Opdracht:
Hoe vat je het tekstgedeelte over het verzoek tot uithuisplaatsing samen in twee zinnen?

Tekstgedeelte:

=-=-=-=-=

Uitspraak
RECHTBANK OVERIJSSEL
Stichting Bureau Jeugdzorg Overijssel,
[N], geboren te [geboorteplaats] op [geboortedatum].
[belanghebbende 1], waarvan nadere adresgegevens ontbreken
Het procesverloop
De vaststaande feiten
De beoordeling van het verzoek en de motivering van de beslissing1.De gezinsvoogdijinstelling verzoekt haar een machtiging te verstrekken tot het plaatsen van de minderjarige in een voorziening voor pleegzorg, voor de duur van de ondertoezichtstelling.
De ‘gewone verblijfplaats’ is een feitelijk begrip waaraan inhoud wordt gegeven door de feiten en omstandigheden van het concrete geval. De vraag ligt voor of de minderjarige, vlak voor het tijdstip waarop het verzoek strekkende tot machtiging tot uithuisplaatsing werd ingediend, te weten 21 oktober 2014, haar gewone verblijfplaats in de zin van artikel 8 lid 1 Verordening Brussel II-bis in Nederland had.
Partijen alsook de minderjarige hebben altijd in Nederland gewoond en hebben ook de Nederlandse nationaliteit. Tot 18 oktober 2014 hebben de moeder en kind in [woonplaats 2] gewoond en de man woonde en woont nu nog steeds in [woonplaats 2]. Hij is net als moeder met ouderlijk gezag belast en hij heeft een omgangsregeling met [N]. Deze wordt nu door moeder met haar vertrek gefrustreerd. De moeder en [N] zijn op 19 oktober 2014 formeel uitgeschreven in de gemeente [woonplaats 2]. Onduidelijk en onbekend is of [N] in [X] naar school zal gaan en welke sociale banden van het kind daar bestaan. In de korte tijd sinds 18 oktober 2014 kan daaromtrent nog niets blijken.
De vader heeft zijn standpunt ten aanzien van het verzoek niet kenbaar gemaakt.
De moeder verweert zich tegen het verzoek. De moeder stelt zich op het standpunt dat niet aan de criteria voor een uithuisplaatsing wordt voldaan, nu er geen ‘ernstig en onmiddellijk’ gevaar is. Op een enkele uitzondering na was de moeder bereikbaar voor hulpverlening. Dat betekent dat niet voldaan wordt aan de criteria van een ernstig en dringend gevaar. Het vermeende slaan van de moeder is evenmin grond voor uithuisplaatsing, nu dit een oud feit is en Bureau Jeugdzorg, indien zij van mening was dat dit wel een grond voor de uithuisplaatsing zou zijn, op dat moment actie had moeten ondernemen.
Tevens geeft naar haar mening de verhuizing geen ernstige gevaren opgeleverd.

=-=-=-=-=

Aangeleverde gegevens:
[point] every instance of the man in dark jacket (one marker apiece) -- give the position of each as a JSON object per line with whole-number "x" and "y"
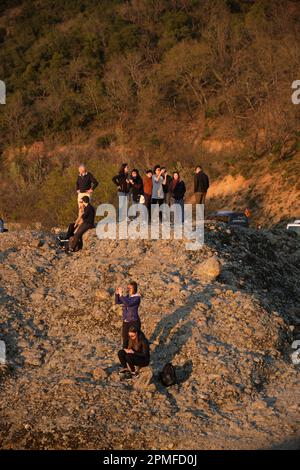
{"x": 86, "y": 183}
{"x": 88, "y": 222}
{"x": 201, "y": 185}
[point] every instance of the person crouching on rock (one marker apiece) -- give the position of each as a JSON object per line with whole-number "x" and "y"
{"x": 73, "y": 227}
{"x": 88, "y": 222}
{"x": 137, "y": 353}
{"x": 131, "y": 303}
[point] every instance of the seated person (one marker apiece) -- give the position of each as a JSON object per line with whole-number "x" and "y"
{"x": 130, "y": 310}
{"x": 88, "y": 222}
{"x": 137, "y": 353}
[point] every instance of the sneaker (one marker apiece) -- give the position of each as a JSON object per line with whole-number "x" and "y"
{"x": 127, "y": 375}
{"x": 135, "y": 374}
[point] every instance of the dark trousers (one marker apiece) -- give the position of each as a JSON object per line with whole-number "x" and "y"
{"x": 159, "y": 202}
{"x": 125, "y": 330}
{"x": 200, "y": 198}
{"x": 70, "y": 231}
{"x": 148, "y": 204}
{"x": 167, "y": 199}
{"x": 132, "y": 360}
{"x": 78, "y": 235}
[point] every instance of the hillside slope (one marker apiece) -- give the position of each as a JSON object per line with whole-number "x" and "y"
{"x": 225, "y": 315}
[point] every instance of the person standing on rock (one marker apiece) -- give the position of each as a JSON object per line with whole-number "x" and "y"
{"x": 158, "y": 179}
{"x": 178, "y": 190}
{"x": 201, "y": 185}
{"x": 166, "y": 185}
{"x": 86, "y": 183}
{"x": 88, "y": 222}
{"x": 131, "y": 303}
{"x": 137, "y": 353}
{"x": 136, "y": 186}
{"x": 121, "y": 180}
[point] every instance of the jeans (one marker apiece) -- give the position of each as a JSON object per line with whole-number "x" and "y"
{"x": 200, "y": 198}
{"x": 125, "y": 330}
{"x": 123, "y": 201}
{"x": 180, "y": 203}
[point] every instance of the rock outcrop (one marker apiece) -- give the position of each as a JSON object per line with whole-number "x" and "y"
{"x": 225, "y": 316}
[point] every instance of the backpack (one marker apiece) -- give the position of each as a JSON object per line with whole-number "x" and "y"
{"x": 78, "y": 246}
{"x": 168, "y": 375}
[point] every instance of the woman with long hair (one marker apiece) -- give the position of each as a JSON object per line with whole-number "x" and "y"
{"x": 121, "y": 180}
{"x": 178, "y": 190}
{"x": 136, "y": 186}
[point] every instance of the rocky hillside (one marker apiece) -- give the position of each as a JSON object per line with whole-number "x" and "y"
{"x": 225, "y": 315}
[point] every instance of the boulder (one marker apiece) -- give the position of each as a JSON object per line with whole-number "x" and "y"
{"x": 99, "y": 374}
{"x": 209, "y": 269}
{"x": 102, "y": 294}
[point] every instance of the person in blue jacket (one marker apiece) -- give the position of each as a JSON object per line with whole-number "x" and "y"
{"x": 131, "y": 303}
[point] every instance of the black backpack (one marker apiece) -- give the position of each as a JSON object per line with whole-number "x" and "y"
{"x": 168, "y": 375}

=-=-=-=-=

Antwoord:
De gezinsvoogdijinstelling verzoekt om een machtiging om de minderjarige voor de duur van de ondertoezichtstelling in een voorziening voor pleegzorg te plaatsen, en de vraag is of de minderjarige vlak voor de indiening van dat verzoek op 21 oktober 2014 haar gewone verblijfplaats in Nederland had. De vader heeft zijn standpunt niet kenbaar gemaakt, terwijl de moeder zich tegen het verzoek verweert omdat er volgens haar geen ernstig en onmiddellijk gevaar is, het vermeende slaan een oud feit is en de verhuizing geen ernstige gevaren heeft opgeleverd.